- _Tu objetivo_
Con base en el fragmento del documento sobre Guillaume Faye, explica por qué la independencia energética ocupaba un lugar tan importante en su discurso.

- _Fragmento del documento_

┄┄┄┄┄┄

Conocí a Guillaume Faye en Lille en el invierno de 1975-1976. En una sala de la ciudad del Flandes galo, daba una conferencia sobre la independencia energética de Europa.

Era un tema que siempre le había apasionado, defendiendo incansablemente la autosuficiencia energética basada principalmente en la energía nuclear, como Francia deseaba desde los años sesenta.

La independencia energética aporta poder, palabra esencial en su discurso, que permite escapar a la sumisión al hegemón estadounidense. Si hay sumisión y no hay poder, sobreviene el declive, la decadencia y la desaparición. La posesión del poder permite gestionar, administrar y afrontar la realidad. Faye siempre se ha declarado «realista y aceptador».

Más tarde, sobre todo a partir del fatídico año de 1979 (y explicaré aquí por qué fue fatídico), mantuvimos largas discusiones sobre temas geopolíticos, geoestratégicos y geoeconómicos. También sobre otros temas, por supuesto. Y sobre nuestros recuerdos de niños, estudiantes y lectores. Faye asistió a un colegio jesuita en Angulema, su ciudad natal. Allí adquirió una sólida formación grecolatina, a partir de la cual desarrolló su original metapolítica, sin decirlo, lo que es una pena. Volveré sobre ello más adelante.

Guillaume Faye entró en el movimiento noederechista a través de los trampolines del Círculo Oswald Spengler y del Círculo Vilfredo Pareto, donde también militaba Yvan Blot, Compartía una serie de ideas clave, como el helenismo (más bien aristotélico), el interés por una economía política libre de consignas liberales y marxistas, y el deseo de no alienar a Rusia (de Brezhnev a Putin). Estos dos círculos iniciales del movimiento neoderechista de Île-de-France (la región parisina) abordaron temas «realistas», auténticamente políticos. Faye siempre se ha mantenido fiel a ellos, aborreciendo la verborrea fática, las poses grandilocuentes y la jocosidad inepta. En su hostilidad a estos excesos, Faye se refería a menudo a la noción de «fastidio ideológico», desarrollada por uno de sus maestros de pensamiento, Raymond Ruyer.

┄┄┄┄┄┄

- _Filas almacenadas_
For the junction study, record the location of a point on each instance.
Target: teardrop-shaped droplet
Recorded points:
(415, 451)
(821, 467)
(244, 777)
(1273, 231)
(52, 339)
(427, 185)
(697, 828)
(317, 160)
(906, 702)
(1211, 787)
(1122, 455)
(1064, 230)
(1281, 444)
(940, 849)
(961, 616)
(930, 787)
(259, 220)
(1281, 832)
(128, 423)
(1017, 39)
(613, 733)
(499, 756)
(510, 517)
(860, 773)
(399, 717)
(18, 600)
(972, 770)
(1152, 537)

┄┄┄┄┄┄

- _Respuesta escrita_
La independencia energética aporta poder, y el poder permite escapar a la sumisión al hegemón estadounidense. Donde hay sumisión y no hay poder sobrevienen el declive, la decadencia y la desaparición. Poseer poder, en cambio, permite gestionar, administrar y afrontar la realidad.